The question is though, how many households will be established on those - entirely fair - terms?
Whether by some male nature or because that's the role
they're caught in, men are focused - or expected to focus - heavily on external careers that bring in money. This can of course be done combined with an active home life, as successful career mothers have already proven, but will men be
willing to settle in with a monogamous relationship with children, do "they" want that scenario enough to labour for it on fair terms?
It's completely socially acceptable for a man to be single and amorous with numerous women throughout his entire life (in the west at least), so there's no social pressure to take on all that work. Nor should there be, neither on women. It's hard deny that there is - even now - aspects of such pressure and ideal for what home life women should
also pursue, which alone would sway a larger number of women than men to "hold" this dream.
Add to this the fact that in many parts of the west males are continuously sacking behind in the education system, ironically especially in the most "gender equal" parts such as Scandinavia. The higher we get, the less male students there are, even in areas traditionally considered male such as law or medicine. The list of eligible partner to pursue that dream with, imposed by society or voluntarily chosen as it may be - grows ever shorter the higher a women advance in the educational system; and many advance far.
With a numeric lack of suitable partners already, and an unwillingness amongst (and no societal pressure on) some of those to put in an equal share of the work necessary for a household with children, (highly) educated women especially could find it difficult to establish a household on the ideal terms put forth here. Yet these would of course be the ones least willing to settle for the unfair traditionalist model.

§ Brief A
Answer these from the passage on household arrangements:
(i) Which region does it give as an example of the most "gender equal" parts of the west?
(ii) Which two areas traditionally considered male does it mention?
(iii) Which model would highly educated women be least willing to settle for?
§ Brief B
Rewrite the part of the passage on household arrangements starting at "With a numeric" and ending at "unfair traditionalist model.", replacing "partners" with "mates".

§ Provided records
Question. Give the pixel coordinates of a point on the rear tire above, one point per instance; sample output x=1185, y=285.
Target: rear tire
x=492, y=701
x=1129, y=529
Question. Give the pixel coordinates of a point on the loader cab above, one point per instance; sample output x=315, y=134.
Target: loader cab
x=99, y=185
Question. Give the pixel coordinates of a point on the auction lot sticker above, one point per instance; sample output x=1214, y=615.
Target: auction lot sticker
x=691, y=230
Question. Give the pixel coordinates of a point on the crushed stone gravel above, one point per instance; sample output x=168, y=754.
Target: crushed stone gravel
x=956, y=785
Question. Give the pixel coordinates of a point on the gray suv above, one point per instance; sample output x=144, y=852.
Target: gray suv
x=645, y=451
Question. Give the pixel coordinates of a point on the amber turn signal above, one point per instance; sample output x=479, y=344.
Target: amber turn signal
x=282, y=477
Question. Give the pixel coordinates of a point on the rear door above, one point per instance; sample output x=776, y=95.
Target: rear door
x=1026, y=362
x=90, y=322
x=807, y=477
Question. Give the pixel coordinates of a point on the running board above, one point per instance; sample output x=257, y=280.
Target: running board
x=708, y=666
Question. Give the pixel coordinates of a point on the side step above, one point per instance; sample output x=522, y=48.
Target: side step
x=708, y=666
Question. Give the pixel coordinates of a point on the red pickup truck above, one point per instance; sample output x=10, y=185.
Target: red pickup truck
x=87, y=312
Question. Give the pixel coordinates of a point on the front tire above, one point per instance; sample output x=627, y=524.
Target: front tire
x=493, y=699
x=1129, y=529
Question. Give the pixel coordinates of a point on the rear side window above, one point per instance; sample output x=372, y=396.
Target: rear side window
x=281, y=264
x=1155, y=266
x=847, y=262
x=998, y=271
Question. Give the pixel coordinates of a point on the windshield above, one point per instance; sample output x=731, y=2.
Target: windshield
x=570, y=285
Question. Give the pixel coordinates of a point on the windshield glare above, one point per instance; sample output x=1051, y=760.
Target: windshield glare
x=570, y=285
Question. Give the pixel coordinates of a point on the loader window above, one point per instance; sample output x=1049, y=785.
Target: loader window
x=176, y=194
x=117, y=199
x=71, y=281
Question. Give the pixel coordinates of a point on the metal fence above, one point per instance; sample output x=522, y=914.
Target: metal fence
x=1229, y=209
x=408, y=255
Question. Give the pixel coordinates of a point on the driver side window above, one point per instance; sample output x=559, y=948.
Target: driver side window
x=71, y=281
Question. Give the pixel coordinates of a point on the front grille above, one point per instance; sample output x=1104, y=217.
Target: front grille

§ Task output A
(i) Scandinavia.
(ii) Law and medicine.
(iii) The unfair traditionalist model.

§ Task output B
With a numeric lack of suitable mates already, and an unwillingness amongst (and no societal pressure on) some of those to put in an equal share of the work necessary for a household with children, (highly) educated women especially could find it difficult to establish a household on the ideal terms put forth here. Yet these would of course be the ones least willing to settle for the unfair traditionalist model.